Given exercise >> Copy out the items below verbatim, everything from the line containing "Spot the tissue" down to the line containing "[[154, 179], [116, 143], [116, 126]]", with both of those lines included.

Records supplied >>

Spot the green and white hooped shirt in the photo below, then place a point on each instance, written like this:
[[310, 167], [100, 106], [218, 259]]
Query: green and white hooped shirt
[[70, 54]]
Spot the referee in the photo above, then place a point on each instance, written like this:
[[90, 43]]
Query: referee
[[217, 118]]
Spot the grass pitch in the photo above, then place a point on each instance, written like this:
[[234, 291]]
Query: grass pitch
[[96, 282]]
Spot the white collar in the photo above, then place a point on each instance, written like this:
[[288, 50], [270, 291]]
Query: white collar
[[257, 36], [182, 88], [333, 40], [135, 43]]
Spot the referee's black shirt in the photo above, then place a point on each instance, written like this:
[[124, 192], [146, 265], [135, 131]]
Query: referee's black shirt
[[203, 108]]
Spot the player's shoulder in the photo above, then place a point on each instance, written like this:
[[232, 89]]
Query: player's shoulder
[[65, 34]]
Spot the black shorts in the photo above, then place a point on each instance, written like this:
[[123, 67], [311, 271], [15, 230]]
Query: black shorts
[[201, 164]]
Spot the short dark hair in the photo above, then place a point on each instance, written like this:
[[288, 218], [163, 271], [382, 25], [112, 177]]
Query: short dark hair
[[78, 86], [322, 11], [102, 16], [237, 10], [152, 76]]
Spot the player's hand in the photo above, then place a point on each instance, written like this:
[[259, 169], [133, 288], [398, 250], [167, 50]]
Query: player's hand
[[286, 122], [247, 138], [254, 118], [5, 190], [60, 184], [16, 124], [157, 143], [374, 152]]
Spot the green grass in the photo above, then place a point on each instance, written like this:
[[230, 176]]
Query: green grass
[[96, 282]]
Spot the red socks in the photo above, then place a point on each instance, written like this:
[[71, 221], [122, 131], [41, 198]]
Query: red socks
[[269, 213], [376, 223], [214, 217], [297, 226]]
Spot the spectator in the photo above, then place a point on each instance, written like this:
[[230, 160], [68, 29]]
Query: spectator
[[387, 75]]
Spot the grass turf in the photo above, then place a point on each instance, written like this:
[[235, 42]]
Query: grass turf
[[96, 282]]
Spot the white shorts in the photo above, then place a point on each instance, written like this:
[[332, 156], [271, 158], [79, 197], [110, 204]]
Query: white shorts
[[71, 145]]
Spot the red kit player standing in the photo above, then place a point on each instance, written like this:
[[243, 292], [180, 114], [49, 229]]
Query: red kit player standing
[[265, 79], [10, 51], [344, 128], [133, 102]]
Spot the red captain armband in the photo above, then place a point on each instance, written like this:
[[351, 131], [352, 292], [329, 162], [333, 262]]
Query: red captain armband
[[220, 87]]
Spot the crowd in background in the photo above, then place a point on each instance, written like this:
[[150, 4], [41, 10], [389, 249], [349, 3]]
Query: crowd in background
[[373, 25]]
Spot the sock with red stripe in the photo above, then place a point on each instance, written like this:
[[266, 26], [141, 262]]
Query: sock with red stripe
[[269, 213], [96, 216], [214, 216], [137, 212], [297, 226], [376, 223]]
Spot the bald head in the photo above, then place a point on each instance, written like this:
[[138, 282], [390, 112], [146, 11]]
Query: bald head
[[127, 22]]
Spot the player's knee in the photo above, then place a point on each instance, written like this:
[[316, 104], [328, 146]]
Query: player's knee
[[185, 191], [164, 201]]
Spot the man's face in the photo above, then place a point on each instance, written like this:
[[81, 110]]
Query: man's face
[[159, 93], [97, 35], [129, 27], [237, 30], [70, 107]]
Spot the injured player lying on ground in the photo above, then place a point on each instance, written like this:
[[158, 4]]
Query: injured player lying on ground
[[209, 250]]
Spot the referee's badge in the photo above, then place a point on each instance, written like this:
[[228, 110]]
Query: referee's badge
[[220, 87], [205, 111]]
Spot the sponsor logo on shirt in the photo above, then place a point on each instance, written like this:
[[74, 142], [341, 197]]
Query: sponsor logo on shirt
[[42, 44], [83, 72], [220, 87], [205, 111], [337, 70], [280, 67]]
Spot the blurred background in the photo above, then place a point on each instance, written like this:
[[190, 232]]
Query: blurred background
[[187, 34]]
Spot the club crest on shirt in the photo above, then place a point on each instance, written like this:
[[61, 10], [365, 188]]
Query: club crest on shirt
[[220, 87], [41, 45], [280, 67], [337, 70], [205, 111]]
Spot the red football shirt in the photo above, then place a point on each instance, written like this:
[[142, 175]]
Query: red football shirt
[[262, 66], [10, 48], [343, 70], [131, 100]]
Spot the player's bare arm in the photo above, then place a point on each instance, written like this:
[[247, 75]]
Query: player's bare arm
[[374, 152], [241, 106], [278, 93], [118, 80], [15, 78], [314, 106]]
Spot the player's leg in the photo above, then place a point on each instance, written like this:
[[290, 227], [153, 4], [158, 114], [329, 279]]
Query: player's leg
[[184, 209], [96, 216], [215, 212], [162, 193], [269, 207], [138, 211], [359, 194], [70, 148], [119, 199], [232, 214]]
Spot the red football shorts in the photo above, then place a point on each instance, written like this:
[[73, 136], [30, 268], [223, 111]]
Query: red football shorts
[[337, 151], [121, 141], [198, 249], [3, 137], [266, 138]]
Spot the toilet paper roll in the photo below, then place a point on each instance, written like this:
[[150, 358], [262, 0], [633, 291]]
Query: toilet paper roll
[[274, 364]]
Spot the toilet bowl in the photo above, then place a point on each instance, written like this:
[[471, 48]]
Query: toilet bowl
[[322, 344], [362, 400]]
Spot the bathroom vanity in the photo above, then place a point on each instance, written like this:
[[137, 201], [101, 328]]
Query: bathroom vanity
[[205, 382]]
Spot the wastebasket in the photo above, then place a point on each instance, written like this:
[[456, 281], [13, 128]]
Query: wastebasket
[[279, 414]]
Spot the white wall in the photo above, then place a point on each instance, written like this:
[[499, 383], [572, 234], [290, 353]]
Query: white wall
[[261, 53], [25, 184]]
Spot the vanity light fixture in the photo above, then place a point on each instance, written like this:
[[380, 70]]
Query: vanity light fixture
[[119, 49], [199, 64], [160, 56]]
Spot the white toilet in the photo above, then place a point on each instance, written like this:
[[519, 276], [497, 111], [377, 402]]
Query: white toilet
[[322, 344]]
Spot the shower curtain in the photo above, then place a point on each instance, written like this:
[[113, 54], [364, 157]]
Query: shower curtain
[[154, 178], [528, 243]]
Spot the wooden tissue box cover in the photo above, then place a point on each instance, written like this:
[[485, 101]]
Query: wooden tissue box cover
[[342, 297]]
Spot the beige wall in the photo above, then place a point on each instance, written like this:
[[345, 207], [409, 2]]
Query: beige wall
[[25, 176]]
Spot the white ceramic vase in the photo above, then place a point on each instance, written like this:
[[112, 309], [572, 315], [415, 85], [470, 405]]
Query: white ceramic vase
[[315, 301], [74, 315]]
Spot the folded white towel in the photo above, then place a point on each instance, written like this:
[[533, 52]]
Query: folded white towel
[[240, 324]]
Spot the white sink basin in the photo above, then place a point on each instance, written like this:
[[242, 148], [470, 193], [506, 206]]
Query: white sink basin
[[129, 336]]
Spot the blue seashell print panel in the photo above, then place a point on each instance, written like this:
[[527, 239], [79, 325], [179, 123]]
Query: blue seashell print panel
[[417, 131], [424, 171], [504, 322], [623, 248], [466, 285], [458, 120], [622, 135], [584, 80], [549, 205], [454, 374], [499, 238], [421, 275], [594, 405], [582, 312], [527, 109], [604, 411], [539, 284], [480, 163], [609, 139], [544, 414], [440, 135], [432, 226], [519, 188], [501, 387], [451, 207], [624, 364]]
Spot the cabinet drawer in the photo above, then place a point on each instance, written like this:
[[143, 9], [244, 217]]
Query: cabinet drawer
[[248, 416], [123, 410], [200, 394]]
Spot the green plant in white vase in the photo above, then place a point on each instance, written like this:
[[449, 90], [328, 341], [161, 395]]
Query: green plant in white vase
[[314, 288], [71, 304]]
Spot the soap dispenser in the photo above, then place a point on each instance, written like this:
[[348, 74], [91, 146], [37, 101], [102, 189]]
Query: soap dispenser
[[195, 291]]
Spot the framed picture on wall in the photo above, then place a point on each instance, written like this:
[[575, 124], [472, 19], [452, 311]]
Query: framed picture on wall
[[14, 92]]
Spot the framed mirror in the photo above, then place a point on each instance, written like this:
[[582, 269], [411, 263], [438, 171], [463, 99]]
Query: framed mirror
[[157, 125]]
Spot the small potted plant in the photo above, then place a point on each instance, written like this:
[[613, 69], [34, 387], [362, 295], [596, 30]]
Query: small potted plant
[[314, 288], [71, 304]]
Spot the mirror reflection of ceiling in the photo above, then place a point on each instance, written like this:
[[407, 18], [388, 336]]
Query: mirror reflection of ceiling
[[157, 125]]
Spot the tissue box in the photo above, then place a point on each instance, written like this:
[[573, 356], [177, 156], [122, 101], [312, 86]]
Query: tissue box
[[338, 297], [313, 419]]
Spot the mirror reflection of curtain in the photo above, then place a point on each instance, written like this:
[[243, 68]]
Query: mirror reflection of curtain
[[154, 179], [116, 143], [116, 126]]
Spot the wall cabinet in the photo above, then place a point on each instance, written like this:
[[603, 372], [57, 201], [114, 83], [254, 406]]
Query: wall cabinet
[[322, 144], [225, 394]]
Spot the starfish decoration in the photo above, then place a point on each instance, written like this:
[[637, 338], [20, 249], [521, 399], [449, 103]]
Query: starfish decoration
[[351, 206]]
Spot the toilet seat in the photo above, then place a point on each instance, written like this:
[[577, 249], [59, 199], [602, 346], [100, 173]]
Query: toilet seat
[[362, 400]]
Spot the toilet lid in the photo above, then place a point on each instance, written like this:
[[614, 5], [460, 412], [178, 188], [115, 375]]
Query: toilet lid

Exercise response >>
Spot the tissue box in the photo above, then place a point on each instance, written like this:
[[573, 356], [177, 156], [122, 101], [312, 86]]
Query: tissue box
[[338, 297], [313, 419]]
Spot the mirror reflection of curtain in the photo above, then place a point on each instance, written like this:
[[243, 68]]
Query: mirror reflection of curtain
[[154, 179], [116, 143], [116, 126]]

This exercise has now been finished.